Александр Акулов

Заметки за полями

 

                                                                                                                                         По докладу 13 сентября 2012, Звенигородская, 22

 

      Говоря о войне 12 года и литературе можно вспомнить не "Войну и мир" Толстого, но, скажем, тексты Анри Бейля — Стендаля — человека с той стороны — или "Былое и думы" Александра Герцена (первую главу).

       У этих авторов иная манера письма, другое отношение к излагаемому.  Сообщаемое ими заведомо не смотрится абсолютной истиной: Герцен только доводит до читателя мнения, много раз им слышанные в детстве, а Стендаль весьма лукав. Для него битва на Москва-реке (Бородинская битва) якобы событие менее важное, чем оперная ария, а весь на­по­ле­оно­вский поход только интермедия между двумя музыкальными спек­таклями, один из них ("Тайный брак") состоялся в Дрездене, а другой ("Милосердие Тита") — в Кенигсберге по возвращению из России. Однако это поверхностное отношение к военным трубам делает авторов ближе к ответу на различные больные вопросы наподобие "Что делать?" и "Кто виноват?".

 

        Как известно, Толстому не дали Нобелевскую премию оттого, что он кощунник. Граф Толстой был своего рода предтечей панк-рэп группы "Яростные мыски" — "Pussy Riot". Зато Томас Манн, десятилетиями позднее (1929 г.), оказался более достойным претендентом: просвирками не бросался и вроде бы слова Вольтера "Ecrasez I'mfame!" в кредо не превращал. И роман "Будденброки"  (1901), и многие другие произведения мировой литературы стали возможны благодаря  полотнам Толстого: "Война и мир", "Анна Каренина". Речь идет о структуре и новых формах детализации как действия, так и размышлений героев. И все-таки в большей степени настольной книгой литератора может считаться "Анна Каренина". Описания военных действий уводят литературу в сторону от эстетики, нарушают рисунок повествования, романы и повести превращаются в эпос. Список кораблей принято прочитывать до половины, Одиссея смотрится художественной Илиады. Да и главный роман ХХ века — джойсовский "Улисс" именуется именно "Улисс", а не "Илион".

* Исходные данные

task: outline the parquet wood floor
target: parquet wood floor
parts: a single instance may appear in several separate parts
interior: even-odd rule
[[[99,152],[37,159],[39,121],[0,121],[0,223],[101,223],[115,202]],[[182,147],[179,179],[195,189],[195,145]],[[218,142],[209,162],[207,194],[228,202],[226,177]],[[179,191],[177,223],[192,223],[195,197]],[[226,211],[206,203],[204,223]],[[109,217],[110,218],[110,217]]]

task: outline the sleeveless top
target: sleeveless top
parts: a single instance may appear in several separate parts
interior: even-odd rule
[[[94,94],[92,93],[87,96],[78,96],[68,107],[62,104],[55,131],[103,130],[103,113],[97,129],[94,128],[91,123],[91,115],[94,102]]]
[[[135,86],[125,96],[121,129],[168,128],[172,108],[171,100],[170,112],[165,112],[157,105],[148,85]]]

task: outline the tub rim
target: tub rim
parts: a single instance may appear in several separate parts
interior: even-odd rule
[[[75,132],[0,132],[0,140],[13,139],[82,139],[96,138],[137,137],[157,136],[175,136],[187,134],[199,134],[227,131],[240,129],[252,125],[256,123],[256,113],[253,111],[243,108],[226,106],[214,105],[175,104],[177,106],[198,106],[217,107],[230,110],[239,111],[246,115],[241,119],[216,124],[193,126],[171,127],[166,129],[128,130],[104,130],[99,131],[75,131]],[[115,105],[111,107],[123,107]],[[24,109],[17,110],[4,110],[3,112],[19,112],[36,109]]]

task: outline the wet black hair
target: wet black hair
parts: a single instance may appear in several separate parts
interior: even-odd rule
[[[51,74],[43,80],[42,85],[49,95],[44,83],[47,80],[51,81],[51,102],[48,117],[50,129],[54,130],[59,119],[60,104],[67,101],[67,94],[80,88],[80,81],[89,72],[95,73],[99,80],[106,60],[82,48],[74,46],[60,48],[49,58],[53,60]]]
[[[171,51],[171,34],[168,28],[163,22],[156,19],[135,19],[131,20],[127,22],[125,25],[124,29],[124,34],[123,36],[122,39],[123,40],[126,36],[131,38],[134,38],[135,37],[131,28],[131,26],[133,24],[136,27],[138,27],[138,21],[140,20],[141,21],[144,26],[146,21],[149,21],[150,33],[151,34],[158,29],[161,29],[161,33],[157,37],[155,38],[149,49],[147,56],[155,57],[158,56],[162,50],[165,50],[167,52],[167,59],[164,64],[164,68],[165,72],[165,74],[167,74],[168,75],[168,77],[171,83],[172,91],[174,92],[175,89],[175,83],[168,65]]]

* Указания
1) Где, согласно фрагменту текста, состоялся спектакль «Милосердие Тита»?
2) Продолжите фрагмент текста о литературе и войне 1812 года, начав сразу после его последнего предложения.

* Ожидаемые ответы
1) В Кенигсберге.

2)
      И все-таки подобные закономерности имеют отношение к суммарному окончательному эффекту, но не к истокам. Если бы Толстой в начале творчества не написал "Севастопольских рассказов", то, возможно, не состоялся бы как литератор, а писателем-професси­­о­налом он никогда себя и не считал. И в письме Фету даже радовался, что ... больше никогда не напишет дребедени подобной "Войне". Здесь работают слова Ницше: "Боль заставляет кудахтать кур и поэтов". Конечно, война во многом убивает литературу вообще. Не будь в литературе военного пласта, она оказалась бы на несколько порядков совершенней. Война и любовные истории портят литературу. Сколько можно повторять фабулу Дафниса и Хлои? Похожие фабулы помогают кое-как дотащить повествование до среднего уровня, но вести ее далее они бессильны. Необходимо иное. С другой стороны, война (как и эротика) делает прозу острее.

     Сравним ту же "Войну и мир" с "Анной Карениной". В "Анне" толстовски положительны Каренин и Левин-Лёвин. Ничего не говорит слово "Лёвин"? Вронский и Анна — отрицательны. В обоих текстах важны духовные поиски героев. Однако очень ли приятен читателю носитель таких поисков Лёвин? Эмоционально он не намного лучше Нехлюдова из "Утра помещика" или "Воскресенья". Лёвин — как бы немного тюфяк-с. Правда, Пьер Безухов — тюфяк еще больший. Однако за гранью быта смотрится птицей высокого полета. Похоже, происходящие исторические события это усиливают. Духовно Пьер даже сходен с Иваном из "Братьев Карамазовых" Достоевского. Чувства, устремления Андрея Болконского не особо оригинальны, но военные события придают им особый статус. Возможно, без оставленного в прошлом неба Аустерлица и щебет Наташи Ростовой не превратил бы в восприятии Болконского ветви старого дуба в своего рода мыслящие тростники...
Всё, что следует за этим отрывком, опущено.